**Compito assegnato 1**
Individua nei record riportati più sotto ogni riga che contiene la stringa "building" e copiala. Maiuscole e minuscole contano.

**Testo fornito**
· · · · ·

I bancari rischiano di perdere molto, tutto, perché senza contratto collettivo si è soli a trattare con il datore di lavoro: così il capitale vince sul lavoro; e chi si illude di poter contrattare da solo la propria produttività con il datore di lavoro si munisca di forti agganci perché la professionalità non basta quando la qualità del prodotto è decisa esclusivamente da chi paga a cottimo.
Ci sarebbe tantissimo da dire ma qui, per ovvie questioni di spazio, ci occupiamo dello scatto di anzianità, ossia l’incremento salariale contrattualmente garantito ogni tre anni: potrebbe sembrare un’inezia, ma è un simbolo della contrattazione; è l’unico elemento di progressione economica di categoria certificato nel CCNL. ABI ha chiesto espressamente l’eliminazione dello scatto, e si tratta di una provocazione; cosa significherebbe eliminare lo scatto di anzianità? Quanto vale lo scatto spalmato nel tempo? Quanta parte di salario avrebbe perso il lavoratore bancario se non avesse avuto gli scatti in contratto?

· · · · ·

**Dati del compito**
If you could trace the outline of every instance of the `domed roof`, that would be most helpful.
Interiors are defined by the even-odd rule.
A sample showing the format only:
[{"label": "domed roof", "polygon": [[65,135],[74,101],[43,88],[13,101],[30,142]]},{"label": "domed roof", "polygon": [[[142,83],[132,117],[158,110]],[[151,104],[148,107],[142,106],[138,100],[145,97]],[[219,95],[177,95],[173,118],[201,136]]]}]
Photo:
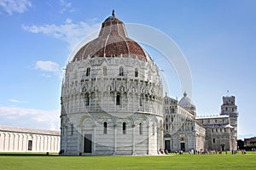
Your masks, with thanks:
[{"label": "domed roof", "polygon": [[187,96],[187,93],[184,92],[183,97],[179,100],[178,105],[184,108],[189,108],[189,107],[195,107],[191,99]]},{"label": "domed roof", "polygon": [[98,37],[82,47],[73,61],[95,56],[137,57],[145,61],[148,59],[143,48],[127,37],[124,23],[115,17],[113,10],[102,24]]}]

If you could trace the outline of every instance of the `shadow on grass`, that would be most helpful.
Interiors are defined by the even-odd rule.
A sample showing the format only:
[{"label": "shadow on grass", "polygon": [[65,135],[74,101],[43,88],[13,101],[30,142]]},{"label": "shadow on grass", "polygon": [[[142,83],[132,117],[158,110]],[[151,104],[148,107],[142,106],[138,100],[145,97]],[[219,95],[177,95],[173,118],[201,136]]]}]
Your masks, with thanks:
[{"label": "shadow on grass", "polygon": [[57,153],[26,153],[26,152],[0,152],[0,156],[59,156]]}]

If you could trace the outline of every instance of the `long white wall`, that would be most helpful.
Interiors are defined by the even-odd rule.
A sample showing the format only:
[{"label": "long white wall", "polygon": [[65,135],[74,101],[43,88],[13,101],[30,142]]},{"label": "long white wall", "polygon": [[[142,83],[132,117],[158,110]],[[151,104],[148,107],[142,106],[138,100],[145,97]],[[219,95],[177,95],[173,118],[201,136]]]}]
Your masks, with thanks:
[{"label": "long white wall", "polygon": [[60,136],[0,131],[0,152],[59,152],[59,150]]}]

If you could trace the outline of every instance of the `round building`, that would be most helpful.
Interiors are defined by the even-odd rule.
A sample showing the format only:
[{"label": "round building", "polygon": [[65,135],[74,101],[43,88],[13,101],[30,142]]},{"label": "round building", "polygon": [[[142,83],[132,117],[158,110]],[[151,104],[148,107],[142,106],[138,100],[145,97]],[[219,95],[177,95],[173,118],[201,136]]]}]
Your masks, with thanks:
[{"label": "round building", "polygon": [[64,155],[157,155],[163,148],[160,71],[114,14],[67,65],[61,87]]}]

· · · · ·

**Compito assegnato 2**
Trascrivi parola per parola tutte le domande che compaiono nel testo sullo scatto di anzianità dei bancari.

**Risposta completa 1**
If you could trace the outline of every instance of the `round building`, that would be most helpful.
[{"label": "round building", "polygon": [[65,135],[74,101],[43,88],[13,101],[30,142]]},{"label": "round building", "polygon": [[[142,83],[132,117],[158,110]],[[151,104],[148,107],[142,106],[138,100],[145,97]],[[219,95],[177,95],[173,118],[201,136]]]}]
[{"label": "round building", "polygon": [[64,155],[157,155],[163,148],[160,71],[114,14],[67,65],[61,87]]}]

**Risposta completa 2**
- cosa significherebbe eliminare lo scatto di anzianità?
- Quanto vale lo scatto spalmato nel tempo?
- Quanta parte di salario avrebbe perso il lavoratore bancario se non avesse avuto gli scatti in contratto?